→ WHAT THIS EXERCISE ASKS:
[1] Using the aluminum alloy excerpt, explain in one to three sentences why JLR chose 5754 as the first alloy to receive the recycled content prefix.
[2] Resume the text on JLR's aluminum alloys, picking up right after its final sentence.

***** SELECTED EXCERPT

White explains, “When we started, we really wanted to make sure we developed alloys that were fit for purpose for any vehicle we make.” JLR has developed several high-strength aluminum alloys over the last 15 years, including the following:
AC300T61. This is a 6000 series alloy that is very ductile, so it absorbs energy in a controlled manner rather than any real fracture of the material. When a material fractures, it starts to lose a lot of its strength. Unless the place of fracture can be predicted, it lacks controlled energy absorption. White says, “We wanted this material to have a high level of ductility to get good, what we call ‘crash/crush performance.’ We developed it for the Range Rover models.”
AC170. This alloy is easily formable while maintaining a good level of strength. It bake hardens in the paint shop to the equivalent strength of a steel skin panel on a steel car. It is used to make fenders, door skins, body sides and other complex exterior skin panels.
RC5754. AA5754 is an industry-standard alloy. RC5754 has the same properties but is made from a high recycled content. “We spent about three or four years with one of our aluminum suppliers developing this new, what I would call, high recyclecontent alloy,” says White. “It acts just like a normal primary 5754 that you could buy from any aluminum supplier, but it consistently has large amounts of recycled metal in it. Our goal is to get to over 75% recycled alloy in RC5754.”
JLR is looking at other alloys to add the recycled content prefix to, as well. “We’re starting with this one because it’s a fairly popular alloy. We know we can get segregated 5754 scrap supplies from the industry as a whole. It’s a good place to start in terms of our recycling strategy,” says White.
5754 is an industry-standard alloy with well-understood mechanical properties in terms of elongation and ultimate tensile strength. “We want to match all of those performance criteria, but what we’ve done is allowed for impurities in the alloy so we can tolerate a higher silicon level, a higher iron level in the alloy, etc.” says White. “The customer will not notice the difference, but to us and the environment, it’s a clear winner”, he adds.

**********
***** DATASET

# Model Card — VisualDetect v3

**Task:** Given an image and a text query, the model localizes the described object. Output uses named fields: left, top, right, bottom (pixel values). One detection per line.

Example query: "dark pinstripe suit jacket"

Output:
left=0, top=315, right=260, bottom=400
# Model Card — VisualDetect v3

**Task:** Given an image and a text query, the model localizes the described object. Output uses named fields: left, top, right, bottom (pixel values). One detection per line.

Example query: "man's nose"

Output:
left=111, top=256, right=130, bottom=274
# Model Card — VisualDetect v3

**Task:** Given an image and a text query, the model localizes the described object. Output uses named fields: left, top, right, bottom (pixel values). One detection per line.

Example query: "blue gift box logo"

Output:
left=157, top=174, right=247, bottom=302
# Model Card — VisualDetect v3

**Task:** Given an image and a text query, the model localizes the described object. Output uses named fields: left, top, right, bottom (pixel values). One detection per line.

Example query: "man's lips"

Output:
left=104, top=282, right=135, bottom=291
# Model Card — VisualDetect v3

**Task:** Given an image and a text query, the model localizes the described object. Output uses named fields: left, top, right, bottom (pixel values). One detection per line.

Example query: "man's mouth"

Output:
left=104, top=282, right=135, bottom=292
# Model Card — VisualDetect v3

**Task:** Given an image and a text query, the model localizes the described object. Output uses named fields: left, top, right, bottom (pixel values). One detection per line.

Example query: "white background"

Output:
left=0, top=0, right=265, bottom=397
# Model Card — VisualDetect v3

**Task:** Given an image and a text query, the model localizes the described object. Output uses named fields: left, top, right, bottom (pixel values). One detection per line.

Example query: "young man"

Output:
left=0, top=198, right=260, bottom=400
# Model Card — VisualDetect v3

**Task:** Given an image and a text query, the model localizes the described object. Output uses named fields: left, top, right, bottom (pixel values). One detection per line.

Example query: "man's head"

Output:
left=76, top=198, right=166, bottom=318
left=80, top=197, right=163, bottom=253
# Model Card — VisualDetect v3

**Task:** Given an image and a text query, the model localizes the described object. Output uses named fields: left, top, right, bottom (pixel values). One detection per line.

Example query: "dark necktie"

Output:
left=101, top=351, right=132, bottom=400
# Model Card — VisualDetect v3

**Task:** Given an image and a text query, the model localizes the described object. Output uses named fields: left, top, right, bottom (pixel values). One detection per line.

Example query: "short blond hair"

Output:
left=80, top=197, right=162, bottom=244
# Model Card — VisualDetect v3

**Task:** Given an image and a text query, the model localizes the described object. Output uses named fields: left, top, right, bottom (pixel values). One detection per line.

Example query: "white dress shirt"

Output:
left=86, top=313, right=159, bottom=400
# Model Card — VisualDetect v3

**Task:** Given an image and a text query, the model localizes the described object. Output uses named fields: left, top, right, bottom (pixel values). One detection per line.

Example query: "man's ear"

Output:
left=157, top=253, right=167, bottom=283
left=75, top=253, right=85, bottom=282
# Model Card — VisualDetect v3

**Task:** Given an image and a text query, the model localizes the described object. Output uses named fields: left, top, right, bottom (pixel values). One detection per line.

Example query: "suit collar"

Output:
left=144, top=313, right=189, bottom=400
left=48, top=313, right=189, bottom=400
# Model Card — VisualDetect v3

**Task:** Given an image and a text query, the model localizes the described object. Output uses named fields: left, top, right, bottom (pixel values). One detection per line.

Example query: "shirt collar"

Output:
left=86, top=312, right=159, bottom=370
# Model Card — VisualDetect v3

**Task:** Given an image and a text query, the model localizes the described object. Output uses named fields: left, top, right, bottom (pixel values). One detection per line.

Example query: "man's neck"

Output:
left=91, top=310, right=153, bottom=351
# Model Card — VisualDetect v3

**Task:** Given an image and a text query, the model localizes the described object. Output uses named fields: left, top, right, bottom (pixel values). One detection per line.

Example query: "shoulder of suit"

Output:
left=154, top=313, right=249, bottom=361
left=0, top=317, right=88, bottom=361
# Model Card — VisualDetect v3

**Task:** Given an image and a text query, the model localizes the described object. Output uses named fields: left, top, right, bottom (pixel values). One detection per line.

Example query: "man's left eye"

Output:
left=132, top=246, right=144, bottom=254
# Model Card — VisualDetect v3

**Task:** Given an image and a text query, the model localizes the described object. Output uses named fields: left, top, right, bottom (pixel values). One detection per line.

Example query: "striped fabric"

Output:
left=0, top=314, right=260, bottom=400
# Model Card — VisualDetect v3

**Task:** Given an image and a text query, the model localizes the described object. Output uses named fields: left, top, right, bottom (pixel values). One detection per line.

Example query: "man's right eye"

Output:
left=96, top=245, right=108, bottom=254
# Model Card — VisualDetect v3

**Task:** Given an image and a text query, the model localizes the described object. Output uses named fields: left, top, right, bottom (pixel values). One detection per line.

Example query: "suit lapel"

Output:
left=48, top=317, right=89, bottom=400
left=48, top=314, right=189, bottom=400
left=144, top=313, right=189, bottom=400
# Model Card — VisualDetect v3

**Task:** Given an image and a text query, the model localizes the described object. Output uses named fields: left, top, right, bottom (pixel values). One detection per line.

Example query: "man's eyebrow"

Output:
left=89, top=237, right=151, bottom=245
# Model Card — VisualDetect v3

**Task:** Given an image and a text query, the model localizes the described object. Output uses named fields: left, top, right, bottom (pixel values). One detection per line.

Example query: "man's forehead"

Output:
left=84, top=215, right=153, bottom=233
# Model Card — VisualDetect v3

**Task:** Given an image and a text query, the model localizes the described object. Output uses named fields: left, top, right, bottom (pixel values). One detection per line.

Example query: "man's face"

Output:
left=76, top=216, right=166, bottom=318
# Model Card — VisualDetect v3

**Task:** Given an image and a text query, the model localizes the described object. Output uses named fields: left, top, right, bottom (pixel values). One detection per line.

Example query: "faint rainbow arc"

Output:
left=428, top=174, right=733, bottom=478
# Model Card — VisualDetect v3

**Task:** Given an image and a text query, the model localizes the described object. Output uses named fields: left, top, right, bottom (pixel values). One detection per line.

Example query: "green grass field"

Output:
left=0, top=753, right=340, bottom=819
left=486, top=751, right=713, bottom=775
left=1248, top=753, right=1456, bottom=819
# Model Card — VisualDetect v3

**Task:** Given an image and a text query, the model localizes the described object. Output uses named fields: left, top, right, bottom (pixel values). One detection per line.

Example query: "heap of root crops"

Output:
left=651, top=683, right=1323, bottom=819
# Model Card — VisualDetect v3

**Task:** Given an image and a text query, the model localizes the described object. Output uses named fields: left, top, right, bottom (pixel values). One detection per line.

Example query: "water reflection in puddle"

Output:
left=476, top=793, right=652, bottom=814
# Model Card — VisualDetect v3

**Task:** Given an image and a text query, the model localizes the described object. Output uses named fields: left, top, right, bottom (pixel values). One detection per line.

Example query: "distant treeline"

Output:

**********

→ ANSWERS PROVIDED:
[1] JLR began with 5754 because it is a fairly popular alloy and segregated 5754 scrap can be sourced from the industry as a whole. That made it a good starting point for the company's recycling strategy.

[2]
White says the carbon footprint of using a recycled aluminum alloy is also less detrimental on the environment. Depending on the process and how much recycled content is used, to make recycled alloys takes between 10%-25% of the energy used to make a primary alloy – up to 90% energy savings and subsequently 90% carbon savings from the primary alloys. “And, as we increase the amount of recycled content,” says White, “in the long term we’ll see a reduction in the cost of the metal, as well.”
CAE Enables Fine-Tuning
JLR uses CAE tools for all design aspects on its aluminum lightweight SUV bodies. “Everything is done in the virtual world, and then we only perform validation tests,” says White, which are still required by government legislation and consumer bodies. “We don’t have to test as much as we once did. We work with them to make sure the car does everything it did on the virtual platform.”
Beyond modeling the vehicles for crash results, JLR uses CAE to understand the mechanical properties of the materials used. “If we take a stamped part, for example, we will put it through the software and simulate the manufacturing process,” White explains. “We’ll get what we call the true gauge of the part in the model. Say we’ve got a panel that starts off as a flat sheet of material 1 mm thick. It may go down to as low as 0.85 mm in places where it thinned after it’s been drawn. We can build that gauge model into our crash models.”
That kind of detailed evaluation is repeated throughout JLR’s design process. “We can record how much damage is done in the stamping process as we create the part because every time we put a sheet of metal into a press tool, not only do we thin it out, we also use some of its available energy, its inert energy, in the stamping process,” White adds. “It no longer brings all of its strength into the crash because we’ve used some of that strength in manufacturing the part. We can also build that into the CAE model.”
This type of simulation was unavailable even 10 years ago. In the past, “We’d have just taken a constant gauge and assumed that you get the maximum amount of work out of that constant gauge part. That’s no longer the case,” says White.
JLR is now using thermal modeling to look at the bake hardening response of the part, which will also change the mechanical properties over the life. “We can even model how much work hardening happens depending on where the part is located in the body. An outer skin panel will see the maximum amount of heat for the most amount of time while an interior reinforcement will see much less heat energy for much less time in the same paint shop oven. We are able to model that level of detail from a thermal point of view,” he says.
JLR continues to build more sophistication into its models. “For every new product we design, we get a better level of fidelity, and we’re able to do more in the virtual world than we were on previous models,” says White. The company looks to improve techniques and partner with universities and research companies to identify areas for improvement.
Jaguar Land Rover Wins 2014 Altair Enlighten Award
The 2014 Altair Enlighten Award was given to Jaguar Land Rover for the development and implementation of its premium lightweight architecture design concept on the latest Range Rover vehicles. The award, presented in collaboration with the Center for Automotive Research (CAR), is the automotive industry’s first award program created specifically to acknowledge innovations in vehicle lightweighting.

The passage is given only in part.